GIVEN ENTRIES:

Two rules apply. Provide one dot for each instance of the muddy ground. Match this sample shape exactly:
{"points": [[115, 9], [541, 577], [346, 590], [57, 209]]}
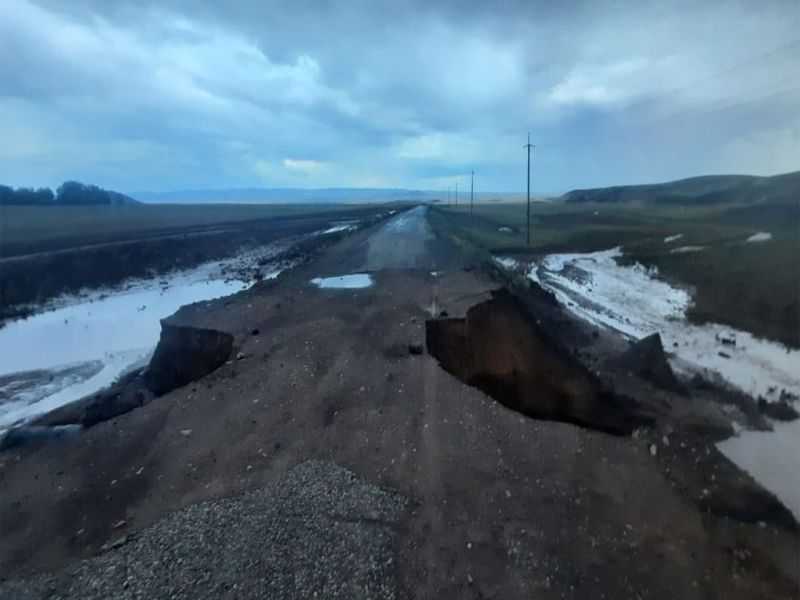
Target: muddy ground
{"points": [[31, 276], [496, 503]]}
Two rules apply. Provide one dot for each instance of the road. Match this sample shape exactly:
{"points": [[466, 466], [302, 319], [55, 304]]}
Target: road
{"points": [[401, 243], [325, 458]]}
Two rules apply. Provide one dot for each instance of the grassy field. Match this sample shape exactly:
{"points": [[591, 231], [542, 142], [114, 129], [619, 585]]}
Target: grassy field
{"points": [[751, 286], [34, 228]]}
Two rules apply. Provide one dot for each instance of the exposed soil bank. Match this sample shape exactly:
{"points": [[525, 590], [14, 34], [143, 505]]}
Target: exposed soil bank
{"points": [[185, 354], [499, 349], [34, 279]]}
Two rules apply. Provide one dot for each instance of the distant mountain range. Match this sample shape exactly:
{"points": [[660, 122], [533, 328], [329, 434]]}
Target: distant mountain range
{"points": [[710, 189], [285, 195]]}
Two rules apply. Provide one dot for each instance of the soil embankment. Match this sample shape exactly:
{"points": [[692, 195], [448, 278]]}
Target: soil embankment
{"points": [[500, 504], [33, 276]]}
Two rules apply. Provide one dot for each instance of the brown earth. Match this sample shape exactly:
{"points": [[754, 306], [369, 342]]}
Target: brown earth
{"points": [[502, 505]]}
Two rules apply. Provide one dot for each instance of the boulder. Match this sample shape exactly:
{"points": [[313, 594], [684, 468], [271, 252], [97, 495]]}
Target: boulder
{"points": [[647, 359]]}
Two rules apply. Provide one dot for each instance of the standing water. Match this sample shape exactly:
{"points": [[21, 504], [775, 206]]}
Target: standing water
{"points": [[62, 355]]}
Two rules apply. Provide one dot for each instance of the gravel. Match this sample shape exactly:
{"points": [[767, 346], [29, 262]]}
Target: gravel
{"points": [[318, 532]]}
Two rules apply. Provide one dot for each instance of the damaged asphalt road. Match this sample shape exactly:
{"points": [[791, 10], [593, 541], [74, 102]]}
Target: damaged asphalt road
{"points": [[456, 494]]}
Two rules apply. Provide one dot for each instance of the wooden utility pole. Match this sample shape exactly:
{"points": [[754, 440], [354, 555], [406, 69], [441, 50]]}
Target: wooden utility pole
{"points": [[471, 186], [528, 226]]}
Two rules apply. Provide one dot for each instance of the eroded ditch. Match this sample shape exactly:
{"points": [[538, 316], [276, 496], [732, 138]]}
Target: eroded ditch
{"points": [[499, 349]]}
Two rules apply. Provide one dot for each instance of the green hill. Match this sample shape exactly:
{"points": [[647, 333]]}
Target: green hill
{"points": [[709, 189]]}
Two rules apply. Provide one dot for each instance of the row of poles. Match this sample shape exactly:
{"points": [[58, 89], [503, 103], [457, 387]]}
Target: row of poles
{"points": [[528, 147]]}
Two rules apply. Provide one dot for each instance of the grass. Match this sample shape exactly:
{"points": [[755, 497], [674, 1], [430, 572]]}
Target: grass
{"points": [[750, 286], [35, 228]]}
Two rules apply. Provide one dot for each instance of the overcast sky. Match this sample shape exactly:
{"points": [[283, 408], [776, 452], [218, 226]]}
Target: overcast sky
{"points": [[182, 94]]}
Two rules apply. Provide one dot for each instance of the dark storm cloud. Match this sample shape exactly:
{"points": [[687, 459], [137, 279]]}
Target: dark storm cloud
{"points": [[180, 94]]}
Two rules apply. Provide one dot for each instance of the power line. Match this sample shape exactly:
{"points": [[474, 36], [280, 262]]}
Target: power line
{"points": [[528, 219], [471, 185]]}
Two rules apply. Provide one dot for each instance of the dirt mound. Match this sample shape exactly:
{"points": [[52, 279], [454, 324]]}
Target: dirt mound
{"points": [[185, 354], [647, 359], [499, 349]]}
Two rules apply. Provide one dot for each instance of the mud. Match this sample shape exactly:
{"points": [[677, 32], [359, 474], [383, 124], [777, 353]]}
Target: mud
{"points": [[185, 354], [499, 348], [28, 281]]}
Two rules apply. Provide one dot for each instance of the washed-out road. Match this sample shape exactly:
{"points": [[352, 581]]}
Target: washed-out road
{"points": [[325, 459]]}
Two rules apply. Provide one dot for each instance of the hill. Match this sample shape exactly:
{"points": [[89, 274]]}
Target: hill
{"points": [[68, 193], [710, 189], [282, 195]]}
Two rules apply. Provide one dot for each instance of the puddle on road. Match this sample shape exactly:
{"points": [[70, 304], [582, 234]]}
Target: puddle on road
{"points": [[344, 282], [761, 236], [632, 301]]}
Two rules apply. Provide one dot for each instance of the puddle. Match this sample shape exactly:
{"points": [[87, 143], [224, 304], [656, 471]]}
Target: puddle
{"points": [[630, 300], [507, 262], [761, 236], [772, 457], [344, 282], [349, 226]]}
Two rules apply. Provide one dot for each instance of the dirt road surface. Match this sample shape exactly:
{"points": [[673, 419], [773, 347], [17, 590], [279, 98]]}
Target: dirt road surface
{"points": [[326, 458]]}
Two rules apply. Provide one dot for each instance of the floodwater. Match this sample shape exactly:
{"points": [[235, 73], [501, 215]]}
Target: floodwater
{"points": [[634, 302], [86, 343], [344, 282]]}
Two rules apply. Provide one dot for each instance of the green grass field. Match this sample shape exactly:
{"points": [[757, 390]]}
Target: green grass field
{"points": [[751, 286], [31, 228]]}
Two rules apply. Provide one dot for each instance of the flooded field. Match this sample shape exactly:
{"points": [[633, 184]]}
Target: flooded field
{"points": [[633, 301], [84, 343]]}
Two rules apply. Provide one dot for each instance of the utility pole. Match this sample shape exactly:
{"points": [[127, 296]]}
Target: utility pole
{"points": [[471, 186], [528, 227]]}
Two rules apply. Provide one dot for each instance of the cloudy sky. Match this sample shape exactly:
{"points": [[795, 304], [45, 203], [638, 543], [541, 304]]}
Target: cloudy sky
{"points": [[181, 94]]}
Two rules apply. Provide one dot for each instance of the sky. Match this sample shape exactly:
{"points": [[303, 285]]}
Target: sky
{"points": [[183, 94]]}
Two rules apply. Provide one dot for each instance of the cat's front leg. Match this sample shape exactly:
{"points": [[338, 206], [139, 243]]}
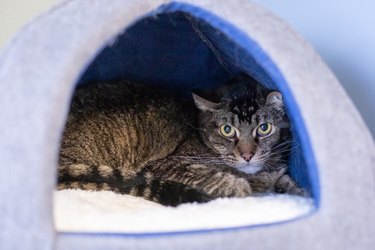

WORK TO COMPLETE:
Print everything from the line containing "of the sky." down to the end of the data above, reproducing each line without changes and leaving out the pictures.

ANSWER TO THE TASK:
Two rules apply. Provide one dot for each instance of the sky. Match this sample shape exactly:
{"points": [[303, 285]]}
Target: sky
{"points": [[183, 94]]}
Two rules apply. Provide one dot for each instance of the cat's front leg. Match this sample shape exactly:
{"points": [[338, 206], [139, 243]]}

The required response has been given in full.